#### [Bacaan]

--

Tanya: Orang yang memejamkan matanya tentu saja tidak dapat melihat sesuatu. Apakah diperbolehkan saat shalat?

Jawab: Pendapat yang benar, hukumnya makruh. Karena cara itu menyerupai kebiasaan orang Majusi saat beribadah kepada api. Mereka juga memejamkan mata. Ada juga yang menyatakan bahwa cara itu sama dengan kebiasaan orang Yahudi. Menyerupai kaum non muslim, setidaknya adalah haram, sebagaimana dinyatakan oleh Syaikhul Islam Ibnu Taimiyyah.[1] Sehingga memejamkan mata saat shalat hukumnya paling tidak adalah makruh. Terkecuali bila ada sebab, seperti di sekelilingnya terdapat hal-hal yang menyibukkan pikiran bila tetap membuka mata. Maka pada saat itu bisa dipejamkan mata untuk menghindari kerusakan tersebut.

--

#### [Baris Entri]
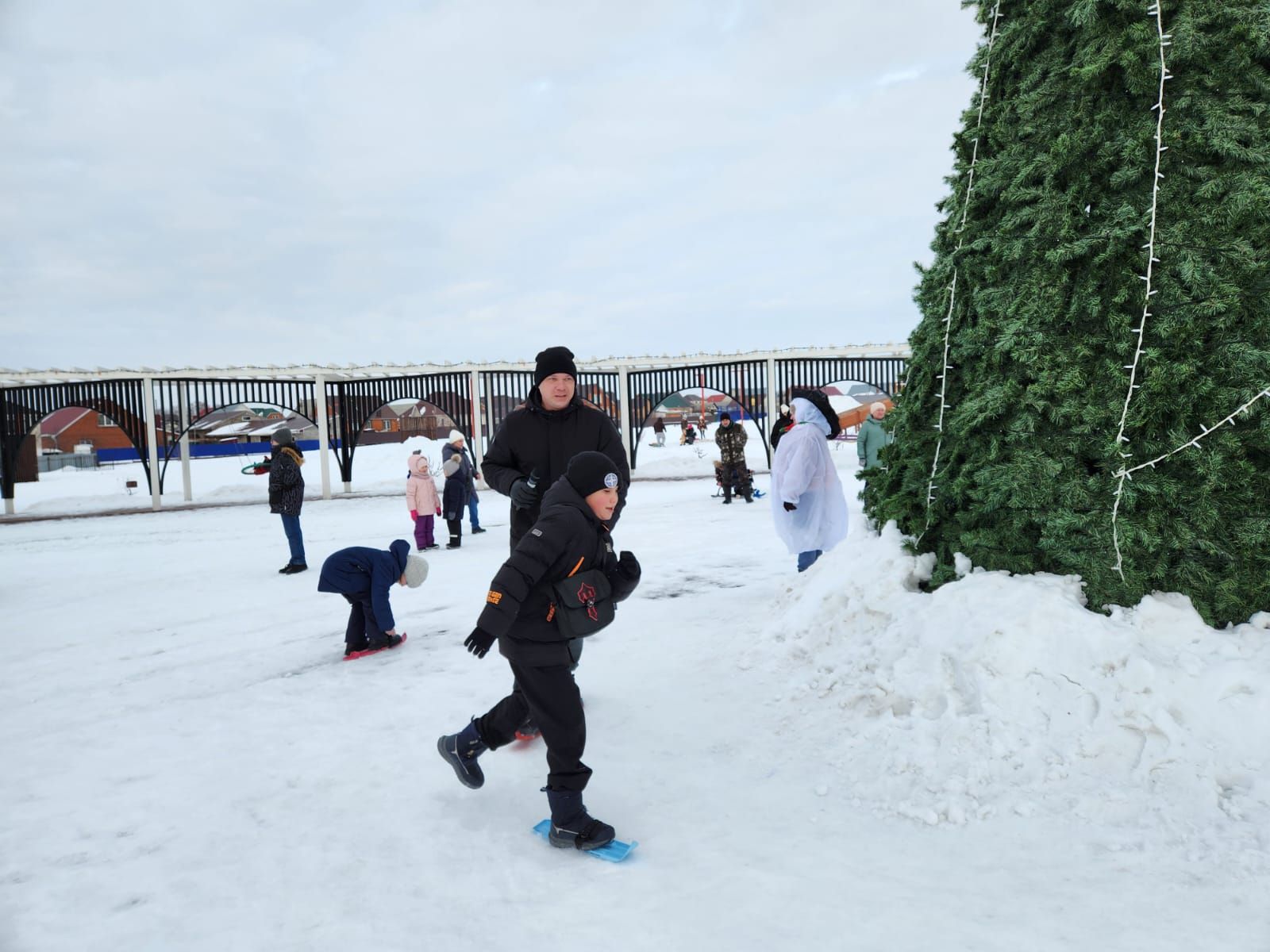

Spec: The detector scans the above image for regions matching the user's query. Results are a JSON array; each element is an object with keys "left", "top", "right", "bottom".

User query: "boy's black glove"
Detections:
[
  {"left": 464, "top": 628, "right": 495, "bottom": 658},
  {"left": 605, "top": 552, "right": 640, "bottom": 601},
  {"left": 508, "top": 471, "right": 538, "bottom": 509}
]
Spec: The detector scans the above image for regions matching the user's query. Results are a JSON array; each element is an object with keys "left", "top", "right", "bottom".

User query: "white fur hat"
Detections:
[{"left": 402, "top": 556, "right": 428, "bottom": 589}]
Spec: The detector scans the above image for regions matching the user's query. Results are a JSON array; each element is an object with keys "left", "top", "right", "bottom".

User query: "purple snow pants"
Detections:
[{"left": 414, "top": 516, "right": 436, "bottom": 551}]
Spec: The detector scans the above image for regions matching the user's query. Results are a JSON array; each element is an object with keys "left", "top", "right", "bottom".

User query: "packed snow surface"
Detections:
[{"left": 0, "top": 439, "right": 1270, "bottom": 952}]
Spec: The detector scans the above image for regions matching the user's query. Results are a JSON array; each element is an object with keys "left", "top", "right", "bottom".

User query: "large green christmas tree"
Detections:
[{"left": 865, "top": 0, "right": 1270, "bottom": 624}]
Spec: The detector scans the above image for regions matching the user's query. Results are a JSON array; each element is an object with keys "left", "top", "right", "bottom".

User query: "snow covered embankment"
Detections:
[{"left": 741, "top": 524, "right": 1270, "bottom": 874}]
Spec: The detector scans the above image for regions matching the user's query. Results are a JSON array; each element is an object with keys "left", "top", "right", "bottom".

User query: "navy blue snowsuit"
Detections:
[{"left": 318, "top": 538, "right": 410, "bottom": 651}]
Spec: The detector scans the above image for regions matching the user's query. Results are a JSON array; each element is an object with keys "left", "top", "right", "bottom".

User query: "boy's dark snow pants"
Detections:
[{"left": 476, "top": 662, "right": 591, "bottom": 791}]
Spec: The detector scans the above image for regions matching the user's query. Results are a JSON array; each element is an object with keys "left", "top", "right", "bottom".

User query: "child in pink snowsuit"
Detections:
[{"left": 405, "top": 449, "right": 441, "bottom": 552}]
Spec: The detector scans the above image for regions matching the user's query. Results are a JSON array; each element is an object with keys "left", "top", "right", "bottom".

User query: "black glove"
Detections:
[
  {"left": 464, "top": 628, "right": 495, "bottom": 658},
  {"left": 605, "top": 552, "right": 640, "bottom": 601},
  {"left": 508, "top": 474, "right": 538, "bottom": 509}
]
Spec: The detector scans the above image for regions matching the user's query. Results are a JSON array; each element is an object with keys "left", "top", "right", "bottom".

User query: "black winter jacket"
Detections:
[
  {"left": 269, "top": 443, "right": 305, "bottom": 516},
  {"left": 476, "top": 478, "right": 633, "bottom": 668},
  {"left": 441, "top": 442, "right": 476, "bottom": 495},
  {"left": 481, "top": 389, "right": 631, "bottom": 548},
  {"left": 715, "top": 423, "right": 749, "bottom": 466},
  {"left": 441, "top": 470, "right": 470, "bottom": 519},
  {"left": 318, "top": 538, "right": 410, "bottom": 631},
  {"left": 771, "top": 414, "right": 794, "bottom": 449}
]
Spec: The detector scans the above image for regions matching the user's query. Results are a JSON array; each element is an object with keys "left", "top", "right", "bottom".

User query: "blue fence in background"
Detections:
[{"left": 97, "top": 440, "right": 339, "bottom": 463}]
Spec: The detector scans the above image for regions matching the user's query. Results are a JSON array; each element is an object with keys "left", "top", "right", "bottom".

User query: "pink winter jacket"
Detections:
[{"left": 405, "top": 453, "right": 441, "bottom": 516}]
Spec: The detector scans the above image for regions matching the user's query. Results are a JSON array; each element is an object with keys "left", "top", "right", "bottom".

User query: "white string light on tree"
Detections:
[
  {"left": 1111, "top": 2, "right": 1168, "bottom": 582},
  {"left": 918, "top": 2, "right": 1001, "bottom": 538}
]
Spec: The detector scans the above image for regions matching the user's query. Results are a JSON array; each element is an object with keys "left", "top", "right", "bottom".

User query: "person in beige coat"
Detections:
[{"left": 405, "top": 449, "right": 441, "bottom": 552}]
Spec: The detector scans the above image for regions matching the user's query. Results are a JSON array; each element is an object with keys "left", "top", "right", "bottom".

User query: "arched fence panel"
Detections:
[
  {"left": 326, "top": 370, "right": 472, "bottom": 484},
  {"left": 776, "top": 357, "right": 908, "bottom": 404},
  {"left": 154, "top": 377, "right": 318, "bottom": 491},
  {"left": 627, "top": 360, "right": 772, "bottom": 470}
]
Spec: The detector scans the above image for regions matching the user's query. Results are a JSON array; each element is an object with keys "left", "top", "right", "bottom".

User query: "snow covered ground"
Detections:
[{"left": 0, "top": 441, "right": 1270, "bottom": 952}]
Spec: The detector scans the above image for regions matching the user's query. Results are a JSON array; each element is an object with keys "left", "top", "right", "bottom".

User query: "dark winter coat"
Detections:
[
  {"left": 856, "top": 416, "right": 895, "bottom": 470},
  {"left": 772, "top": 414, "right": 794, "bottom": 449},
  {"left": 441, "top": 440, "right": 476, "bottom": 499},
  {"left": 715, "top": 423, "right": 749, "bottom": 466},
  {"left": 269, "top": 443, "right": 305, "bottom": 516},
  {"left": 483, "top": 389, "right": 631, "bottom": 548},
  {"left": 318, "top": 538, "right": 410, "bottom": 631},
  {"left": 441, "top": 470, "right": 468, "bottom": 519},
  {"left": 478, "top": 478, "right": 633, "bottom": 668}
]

--

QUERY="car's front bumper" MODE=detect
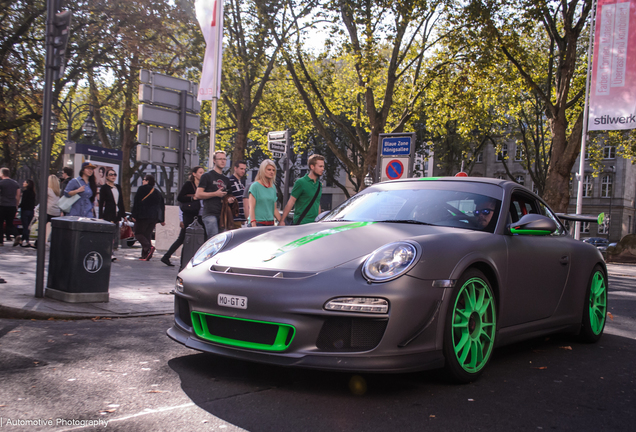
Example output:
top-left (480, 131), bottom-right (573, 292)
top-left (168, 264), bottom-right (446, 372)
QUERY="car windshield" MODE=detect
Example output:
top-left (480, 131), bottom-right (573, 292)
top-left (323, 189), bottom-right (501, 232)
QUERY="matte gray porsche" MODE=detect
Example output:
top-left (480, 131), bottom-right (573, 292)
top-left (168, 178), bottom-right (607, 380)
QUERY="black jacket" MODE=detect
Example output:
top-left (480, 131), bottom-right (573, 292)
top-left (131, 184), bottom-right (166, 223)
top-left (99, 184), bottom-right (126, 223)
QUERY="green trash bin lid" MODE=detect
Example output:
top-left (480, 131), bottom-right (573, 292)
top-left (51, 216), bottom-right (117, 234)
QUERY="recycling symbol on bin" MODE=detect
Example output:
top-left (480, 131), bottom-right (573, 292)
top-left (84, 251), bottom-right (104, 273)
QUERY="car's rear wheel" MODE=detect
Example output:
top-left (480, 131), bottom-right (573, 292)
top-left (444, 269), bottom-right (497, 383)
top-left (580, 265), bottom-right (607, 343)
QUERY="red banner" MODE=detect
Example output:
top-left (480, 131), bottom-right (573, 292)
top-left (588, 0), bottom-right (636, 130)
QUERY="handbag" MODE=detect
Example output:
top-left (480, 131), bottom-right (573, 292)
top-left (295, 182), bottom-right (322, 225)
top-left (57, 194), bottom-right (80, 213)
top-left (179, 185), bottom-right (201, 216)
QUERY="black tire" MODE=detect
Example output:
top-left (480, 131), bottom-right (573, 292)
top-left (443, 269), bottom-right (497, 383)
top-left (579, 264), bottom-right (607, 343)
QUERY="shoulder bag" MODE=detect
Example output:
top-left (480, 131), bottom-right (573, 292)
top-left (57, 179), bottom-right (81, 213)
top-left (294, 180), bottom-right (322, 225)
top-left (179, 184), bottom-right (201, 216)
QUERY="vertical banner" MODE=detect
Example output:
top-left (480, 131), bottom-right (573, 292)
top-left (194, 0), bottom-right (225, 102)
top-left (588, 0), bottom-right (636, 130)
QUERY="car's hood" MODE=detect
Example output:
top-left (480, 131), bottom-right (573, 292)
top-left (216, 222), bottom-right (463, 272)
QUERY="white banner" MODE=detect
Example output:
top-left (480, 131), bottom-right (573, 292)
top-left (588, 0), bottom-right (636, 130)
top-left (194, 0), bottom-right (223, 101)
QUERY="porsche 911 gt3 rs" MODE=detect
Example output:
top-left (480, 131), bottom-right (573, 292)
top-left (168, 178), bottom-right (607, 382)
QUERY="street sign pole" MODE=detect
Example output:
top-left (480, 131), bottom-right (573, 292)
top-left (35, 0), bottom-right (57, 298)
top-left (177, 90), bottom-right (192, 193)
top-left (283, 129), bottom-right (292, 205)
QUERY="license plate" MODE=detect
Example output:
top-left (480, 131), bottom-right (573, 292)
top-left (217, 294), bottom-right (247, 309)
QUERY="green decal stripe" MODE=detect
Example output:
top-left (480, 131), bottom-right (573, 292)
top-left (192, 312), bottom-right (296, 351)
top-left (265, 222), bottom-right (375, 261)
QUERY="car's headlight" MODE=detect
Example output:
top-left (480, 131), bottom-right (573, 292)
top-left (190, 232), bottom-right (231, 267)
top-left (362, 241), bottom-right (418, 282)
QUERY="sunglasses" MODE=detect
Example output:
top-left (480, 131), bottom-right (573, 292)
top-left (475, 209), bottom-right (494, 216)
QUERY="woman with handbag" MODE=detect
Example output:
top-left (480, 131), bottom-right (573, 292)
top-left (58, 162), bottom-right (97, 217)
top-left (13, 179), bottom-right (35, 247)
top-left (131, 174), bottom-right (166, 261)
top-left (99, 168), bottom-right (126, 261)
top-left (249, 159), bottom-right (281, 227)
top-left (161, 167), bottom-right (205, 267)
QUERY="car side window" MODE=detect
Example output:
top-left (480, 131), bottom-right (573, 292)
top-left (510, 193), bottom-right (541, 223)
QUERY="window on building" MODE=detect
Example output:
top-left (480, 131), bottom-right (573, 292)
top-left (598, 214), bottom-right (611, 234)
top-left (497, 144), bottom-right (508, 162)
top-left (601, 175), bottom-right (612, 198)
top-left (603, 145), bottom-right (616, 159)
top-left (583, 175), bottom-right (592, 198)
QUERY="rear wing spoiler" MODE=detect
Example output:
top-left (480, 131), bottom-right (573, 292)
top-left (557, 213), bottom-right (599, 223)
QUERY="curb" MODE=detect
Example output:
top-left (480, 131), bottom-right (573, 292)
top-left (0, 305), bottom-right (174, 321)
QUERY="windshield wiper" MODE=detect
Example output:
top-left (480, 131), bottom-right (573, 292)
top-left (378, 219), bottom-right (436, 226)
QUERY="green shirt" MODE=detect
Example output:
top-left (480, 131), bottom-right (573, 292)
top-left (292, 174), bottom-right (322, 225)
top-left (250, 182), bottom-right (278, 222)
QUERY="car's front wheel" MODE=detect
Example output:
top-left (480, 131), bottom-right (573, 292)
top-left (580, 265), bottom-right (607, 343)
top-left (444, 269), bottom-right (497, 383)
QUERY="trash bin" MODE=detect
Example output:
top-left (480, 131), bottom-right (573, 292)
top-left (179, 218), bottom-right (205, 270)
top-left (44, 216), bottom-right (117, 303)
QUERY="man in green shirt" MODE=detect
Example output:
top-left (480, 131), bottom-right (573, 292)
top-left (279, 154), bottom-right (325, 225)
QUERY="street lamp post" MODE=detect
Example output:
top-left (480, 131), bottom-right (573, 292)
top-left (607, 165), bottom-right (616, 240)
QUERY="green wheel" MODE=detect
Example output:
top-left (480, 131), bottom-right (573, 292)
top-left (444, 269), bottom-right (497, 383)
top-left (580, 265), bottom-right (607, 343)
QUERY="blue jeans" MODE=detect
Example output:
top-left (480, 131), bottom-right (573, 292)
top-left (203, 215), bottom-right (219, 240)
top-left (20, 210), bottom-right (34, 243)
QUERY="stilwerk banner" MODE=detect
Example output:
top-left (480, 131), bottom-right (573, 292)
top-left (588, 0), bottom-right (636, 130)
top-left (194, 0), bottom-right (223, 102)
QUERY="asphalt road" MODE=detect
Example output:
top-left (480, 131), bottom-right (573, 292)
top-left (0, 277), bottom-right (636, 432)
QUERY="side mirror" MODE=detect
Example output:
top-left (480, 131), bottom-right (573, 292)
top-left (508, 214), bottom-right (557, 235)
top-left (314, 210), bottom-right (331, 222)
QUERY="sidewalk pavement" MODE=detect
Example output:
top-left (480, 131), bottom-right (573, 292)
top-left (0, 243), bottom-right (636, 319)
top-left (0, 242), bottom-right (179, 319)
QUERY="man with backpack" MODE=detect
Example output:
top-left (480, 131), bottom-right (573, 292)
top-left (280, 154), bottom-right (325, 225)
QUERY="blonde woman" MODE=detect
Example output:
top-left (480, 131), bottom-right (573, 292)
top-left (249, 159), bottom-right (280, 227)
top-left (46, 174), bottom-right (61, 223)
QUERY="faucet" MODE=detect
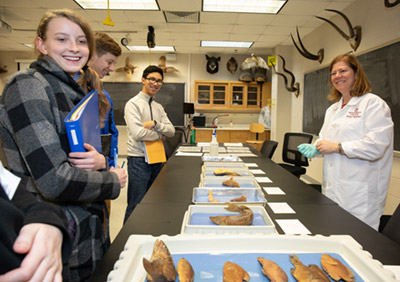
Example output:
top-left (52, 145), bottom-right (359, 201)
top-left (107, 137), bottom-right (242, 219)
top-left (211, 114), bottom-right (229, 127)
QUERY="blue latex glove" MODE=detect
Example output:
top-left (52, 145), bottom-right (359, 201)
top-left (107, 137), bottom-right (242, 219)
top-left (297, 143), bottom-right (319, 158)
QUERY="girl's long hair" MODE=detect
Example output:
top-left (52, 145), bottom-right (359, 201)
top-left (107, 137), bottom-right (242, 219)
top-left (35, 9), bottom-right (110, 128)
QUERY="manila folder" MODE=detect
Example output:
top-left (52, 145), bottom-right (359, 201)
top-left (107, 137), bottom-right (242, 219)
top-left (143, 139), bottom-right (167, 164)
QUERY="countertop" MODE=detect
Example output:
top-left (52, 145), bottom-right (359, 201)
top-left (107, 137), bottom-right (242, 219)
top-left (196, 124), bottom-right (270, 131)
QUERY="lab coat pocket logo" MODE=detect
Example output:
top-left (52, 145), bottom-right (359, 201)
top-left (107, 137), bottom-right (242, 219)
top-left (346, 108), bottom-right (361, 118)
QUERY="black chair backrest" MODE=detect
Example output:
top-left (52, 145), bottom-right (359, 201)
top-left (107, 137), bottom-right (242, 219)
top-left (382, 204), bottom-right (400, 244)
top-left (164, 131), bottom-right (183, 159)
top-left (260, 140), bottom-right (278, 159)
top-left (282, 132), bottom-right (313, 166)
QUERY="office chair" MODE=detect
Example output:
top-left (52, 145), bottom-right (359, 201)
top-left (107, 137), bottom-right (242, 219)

--

#### [Instruksi A]
Menurut bacaan, mengapa memejamkan mata saat shalat dihukumi makruh? Jelaskan dalam satu sampai tiga kalimat.
#### [Instruksi B]
Tolong tampilkan setiap baris entri yang memuat kata "handbag". Huruf besar dan kecil dibedakan.

#### [Jawaban Benar A]
Memejamkan mata saat shalat dihukumi makruh karena cara itu menyerupai kebiasaan orang Majusi saat beribadah kepada api, yang juga memejamkan mata, dan ada pula yang menyamakannya dengan kebiasaan orang Yahudi. Menyerupai kaum non muslim setidaknya adalah haram, sebagaimana dinyatakan oleh Syaikhul Islam Ibnu Taimiyyah. Karena itu, memejamkan mata saat shalat hukumnya paling tidak makruh.

#### [Jawaban Benar B]
QUERY="handbag" MODE=detect
QUERY="woman with handbag" MODE=detect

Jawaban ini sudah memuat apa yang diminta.